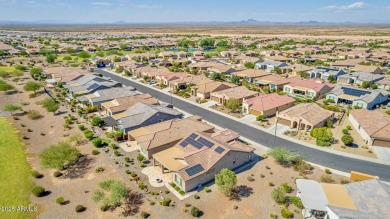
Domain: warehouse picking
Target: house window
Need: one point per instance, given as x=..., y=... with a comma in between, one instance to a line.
x=178, y=180
x=143, y=150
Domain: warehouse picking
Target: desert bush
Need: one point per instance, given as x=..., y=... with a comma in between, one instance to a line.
x=57, y=174
x=38, y=191
x=296, y=201
x=36, y=174
x=279, y=195
x=34, y=115
x=195, y=212
x=286, y=213
x=60, y=200
x=80, y=208
x=326, y=179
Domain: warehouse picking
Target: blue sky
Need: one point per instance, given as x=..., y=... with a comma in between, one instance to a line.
x=198, y=10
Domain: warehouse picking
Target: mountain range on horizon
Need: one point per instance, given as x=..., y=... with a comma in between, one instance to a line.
x=242, y=22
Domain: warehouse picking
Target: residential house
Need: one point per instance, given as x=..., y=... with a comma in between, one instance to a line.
x=273, y=82
x=142, y=114
x=195, y=160
x=324, y=72
x=307, y=87
x=90, y=83
x=359, y=78
x=384, y=83
x=373, y=126
x=267, y=104
x=367, y=68
x=305, y=116
x=270, y=65
x=161, y=136
x=98, y=97
x=250, y=74
x=119, y=105
x=353, y=96
x=240, y=93
x=204, y=90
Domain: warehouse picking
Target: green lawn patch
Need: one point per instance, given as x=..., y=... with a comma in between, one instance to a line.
x=15, y=173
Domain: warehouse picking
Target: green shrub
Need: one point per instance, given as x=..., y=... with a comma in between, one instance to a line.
x=347, y=140
x=142, y=186
x=144, y=214
x=79, y=208
x=60, y=200
x=278, y=195
x=195, y=212
x=165, y=202
x=286, y=213
x=36, y=174
x=97, y=142
x=296, y=201
x=38, y=191
x=57, y=174
x=286, y=187
x=322, y=143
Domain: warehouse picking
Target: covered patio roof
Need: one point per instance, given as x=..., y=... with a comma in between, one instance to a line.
x=312, y=195
x=168, y=158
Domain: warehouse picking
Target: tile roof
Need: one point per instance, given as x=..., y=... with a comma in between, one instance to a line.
x=268, y=101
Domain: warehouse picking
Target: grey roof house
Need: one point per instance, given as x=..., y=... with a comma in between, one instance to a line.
x=359, y=78
x=269, y=65
x=352, y=96
x=90, y=83
x=324, y=72
x=101, y=96
x=142, y=114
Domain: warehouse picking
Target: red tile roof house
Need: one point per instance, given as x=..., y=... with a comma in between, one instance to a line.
x=267, y=104
x=308, y=88
x=196, y=159
x=304, y=116
x=167, y=78
x=240, y=93
x=204, y=90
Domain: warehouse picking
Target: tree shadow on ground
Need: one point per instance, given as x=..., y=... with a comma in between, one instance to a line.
x=78, y=169
x=241, y=191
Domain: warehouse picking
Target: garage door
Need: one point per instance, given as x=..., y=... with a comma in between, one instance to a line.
x=381, y=143
x=284, y=122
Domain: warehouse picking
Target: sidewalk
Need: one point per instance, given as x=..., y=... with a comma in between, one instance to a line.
x=270, y=130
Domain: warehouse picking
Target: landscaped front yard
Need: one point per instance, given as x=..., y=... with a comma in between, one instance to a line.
x=15, y=178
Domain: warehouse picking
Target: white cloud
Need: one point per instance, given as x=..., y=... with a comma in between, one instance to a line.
x=355, y=5
x=101, y=3
x=147, y=6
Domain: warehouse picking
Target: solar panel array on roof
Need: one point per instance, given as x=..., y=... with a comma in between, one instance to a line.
x=355, y=92
x=194, y=170
x=206, y=142
x=193, y=135
x=93, y=86
x=219, y=150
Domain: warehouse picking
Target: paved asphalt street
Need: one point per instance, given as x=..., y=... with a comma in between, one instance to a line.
x=323, y=158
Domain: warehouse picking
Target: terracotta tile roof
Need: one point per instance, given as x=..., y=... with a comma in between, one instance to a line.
x=375, y=123
x=169, y=131
x=309, y=112
x=235, y=92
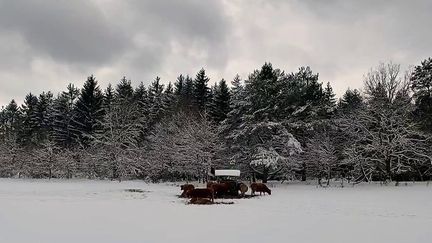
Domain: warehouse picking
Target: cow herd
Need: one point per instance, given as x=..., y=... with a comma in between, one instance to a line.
x=220, y=190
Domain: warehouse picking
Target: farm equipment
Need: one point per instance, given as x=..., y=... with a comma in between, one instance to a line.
x=230, y=178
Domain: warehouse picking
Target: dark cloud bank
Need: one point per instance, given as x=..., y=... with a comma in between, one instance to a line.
x=45, y=44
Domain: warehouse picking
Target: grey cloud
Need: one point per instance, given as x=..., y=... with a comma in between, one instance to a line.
x=69, y=31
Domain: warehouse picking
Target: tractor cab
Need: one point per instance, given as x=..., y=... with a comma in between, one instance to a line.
x=230, y=177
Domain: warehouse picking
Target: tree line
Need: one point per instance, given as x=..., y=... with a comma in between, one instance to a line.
x=271, y=125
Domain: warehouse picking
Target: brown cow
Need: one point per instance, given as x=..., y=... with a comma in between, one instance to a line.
x=202, y=201
x=243, y=189
x=201, y=193
x=211, y=183
x=185, y=188
x=259, y=187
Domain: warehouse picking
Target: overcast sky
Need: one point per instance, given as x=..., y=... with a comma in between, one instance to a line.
x=46, y=44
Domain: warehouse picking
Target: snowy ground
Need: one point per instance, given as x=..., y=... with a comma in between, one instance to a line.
x=102, y=211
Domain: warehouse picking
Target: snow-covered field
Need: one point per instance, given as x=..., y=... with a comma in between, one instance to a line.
x=102, y=211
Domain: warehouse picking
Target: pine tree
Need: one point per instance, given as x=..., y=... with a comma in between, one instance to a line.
x=30, y=124
x=350, y=101
x=156, y=105
x=220, y=106
x=328, y=106
x=44, y=112
x=422, y=86
x=11, y=122
x=201, y=90
x=89, y=110
x=179, y=85
x=64, y=132
x=124, y=90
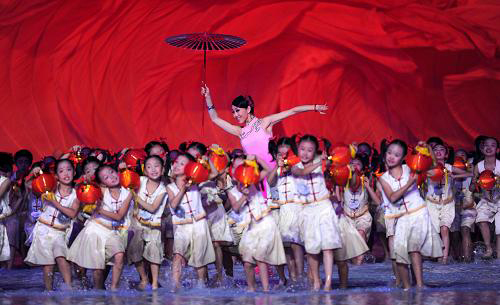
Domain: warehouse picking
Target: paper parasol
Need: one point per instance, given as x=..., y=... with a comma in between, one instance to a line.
x=205, y=41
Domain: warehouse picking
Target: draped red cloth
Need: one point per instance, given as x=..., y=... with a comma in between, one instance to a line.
x=99, y=72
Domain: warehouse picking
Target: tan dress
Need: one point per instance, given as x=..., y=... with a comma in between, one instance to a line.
x=50, y=235
x=101, y=238
x=146, y=242
x=356, y=209
x=440, y=201
x=191, y=233
x=290, y=211
x=414, y=230
x=5, y=211
x=216, y=214
x=260, y=240
x=319, y=227
x=488, y=208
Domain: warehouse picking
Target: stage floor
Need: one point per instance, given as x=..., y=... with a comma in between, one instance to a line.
x=476, y=283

**Task details**
Make an exact copy of the records shown above, without the pictures.

**Task response**
Domain: warehouse picking
Target: house window
Need: one point per instance, given as x=..., y=... with a comma in between, one instance to a line.
x=178, y=180
x=143, y=150
Domain: warehouse picking
Target: desert bush
Need: one point per instance, given as x=..., y=... with a comma in between, one instance to a line.
x=57, y=174
x=38, y=191
x=296, y=201
x=36, y=174
x=279, y=195
x=34, y=115
x=195, y=212
x=286, y=213
x=60, y=200
x=80, y=208
x=326, y=179
Domain: warehouse picking
Target: blue sky
Need: one point per instance, given as x=..., y=... with a comma in between, one instance to a line.
x=198, y=10
Domain: warehouse picking
Target: mountain range on horizon
Need: one point per instance, given as x=..., y=... with a comma in between, one instance to a line.
x=242, y=22
Domain: warehouse picking
Target: residential house
Need: one point per instance, given as x=..., y=... with a comma in between, one instance to a line.
x=273, y=82
x=142, y=114
x=195, y=160
x=324, y=72
x=307, y=87
x=90, y=83
x=359, y=78
x=384, y=83
x=373, y=126
x=267, y=104
x=367, y=68
x=305, y=116
x=270, y=65
x=161, y=136
x=98, y=97
x=250, y=74
x=119, y=105
x=353, y=96
x=240, y=93
x=204, y=90
Domain: warehouse picking
Target: green lawn patch
Need: one point per instance, given as x=..., y=... with a comma in between, one instance to a line.
x=15, y=173
Domain: warehouse picking
Target: green shrub
Need: one point per instance, given as x=..., y=... with a comma in between, one instance to a line.
x=347, y=140
x=142, y=186
x=144, y=214
x=79, y=208
x=60, y=200
x=278, y=195
x=195, y=212
x=165, y=202
x=286, y=213
x=36, y=174
x=97, y=142
x=296, y=201
x=38, y=191
x=57, y=174
x=286, y=187
x=322, y=143
Domain: warehouse picking
Target: covered patio roof
Need: one point per instance, given as x=..., y=... with a comma in between, one instance to a line.
x=312, y=195
x=168, y=158
Domain: warehouse picking
Target: tile roof
Need: one point per instance, given as x=..., y=... with a comma in between, one instance to a line.
x=268, y=101
Domain: warehouse picking
Target: grey roof house
Need: one point per instance, given as x=..., y=... with a comma in between, one instance to a line.
x=359, y=78
x=269, y=65
x=352, y=96
x=90, y=83
x=324, y=72
x=101, y=96
x=142, y=114
Domain: warehouse picking
Target: red tile roof house
Need: one point per instance, given as x=..., y=... with a comma in between, one instance to a line.
x=267, y=104
x=308, y=88
x=196, y=159
x=304, y=116
x=167, y=78
x=240, y=93
x=204, y=90
Domain: warehouse picking
Target: tree shadow on ground
Need: one point per instance, given as x=..., y=... with a comma in between, one instance to a line.
x=78, y=169
x=241, y=191
Domain: warehouse picking
Target: garage door
Need: one point per instance, given as x=..., y=... with a comma in between, one instance to a line.
x=381, y=143
x=284, y=122
Domain: warehouse picking
Target: sidewalk
Need: one point per instance, given as x=..., y=... with a comma in between, one instance to a line.
x=270, y=130
Domain: warehouse picking
Target: landscaped front yard
Need: one point per instance, given as x=..., y=... with a comma in between, one instance to a line.
x=15, y=178
Domain: warehouse picking
Target: white cloud
Need: one point per instance, given as x=..., y=... with a comma in between, one instance to a line.
x=355, y=5
x=101, y=3
x=147, y=6
Domain: warehouse picking
Target: solar panel array on roof
Need: one point per instance, given as x=..., y=... with a comma in between, one instance to a line.
x=355, y=92
x=194, y=170
x=206, y=142
x=193, y=135
x=93, y=86
x=219, y=150
Domain: warehouse picking
Target: paved asphalt street
Need: one point per instance, given as x=..., y=... with a comma in between, one instance to a line.
x=323, y=158
Domain: warehouse picking
Target: terracotta tile roof
Need: one point per instance, given as x=..., y=... with a comma in between, one instance to a line.
x=375, y=123
x=169, y=131
x=309, y=112
x=235, y=92
Domain: warehouse picking
Target: cow herd
Need: one point per instance, given as x=..., y=... with a comma in between, one instance to a line.
x=220, y=190
Domain: warehouse picking
Target: farm equipment
Need: one point per instance, given as x=..., y=... with a comma in between, one instance to a line.
x=230, y=178
Domain: warehouse picking
Target: dark cloud bank
Need: one point per instance, given as x=..., y=... with a comma in between, one instance to a line.
x=45, y=44
Domain: warehouse picking
Target: grey cloud
Need: one point per instance, given as x=..., y=... with a comma in between, one instance to a line.
x=69, y=31
Domain: warehouse picking
Target: tractor cab
Need: one point per instance, given as x=..., y=... with a comma in between, one instance to a line.
x=230, y=177
Domain: warehouse picking
Target: tree line
Need: one point per instance, given as x=..., y=... with a comma in between, one instance to a line.
x=271, y=125
Domain: warehouse picking
Target: brown cow
Need: one point per instance, given as x=..., y=... with a comma in between, one instance to a line.
x=202, y=201
x=243, y=189
x=201, y=193
x=211, y=183
x=185, y=188
x=259, y=187
Domain: warehouse picking
Target: overcast sky
Need: one point per instance, given as x=..., y=... with a comma in between, one instance to a line.
x=46, y=44
Domain: warehouse picking
Target: snowy ground
Need: one point per instance, given as x=..., y=... with a comma in between, one instance to a line.
x=102, y=211
Domain: warehouse picking
Target: snow-covered field
Need: one point per instance, given as x=..., y=... with a comma in between, one instance to a line.
x=102, y=211
Domain: warehouse picking
Target: pine tree
Need: one point per instance, given as x=..., y=... with a comma in between, one instance to a line.
x=30, y=124
x=350, y=101
x=156, y=105
x=220, y=106
x=328, y=106
x=44, y=112
x=422, y=86
x=11, y=122
x=201, y=90
x=89, y=110
x=179, y=85
x=64, y=132
x=124, y=90
Domain: warehouse picking
Target: paper parasol
Need: one point per instance, given as x=..., y=... with a comma in between, one instance to a line.
x=205, y=41
Domain: warehouse picking
Target: draped red cloth
Need: one point per instance, given as x=..., y=... with a comma in between, one instance to a line.
x=99, y=72
Domain: warehouse picking
Target: tan dress
Need: one point per instance, given as x=..., y=... with a comma in between, one instance to a line.
x=50, y=235
x=101, y=238
x=146, y=242
x=356, y=209
x=440, y=201
x=191, y=233
x=290, y=211
x=414, y=230
x=5, y=211
x=216, y=214
x=260, y=240
x=319, y=227
x=488, y=208
Domain: warehouse picking
Target: stage floor
Need: one point per instance, given as x=..., y=... with a comma in between, one instance to a line.
x=476, y=283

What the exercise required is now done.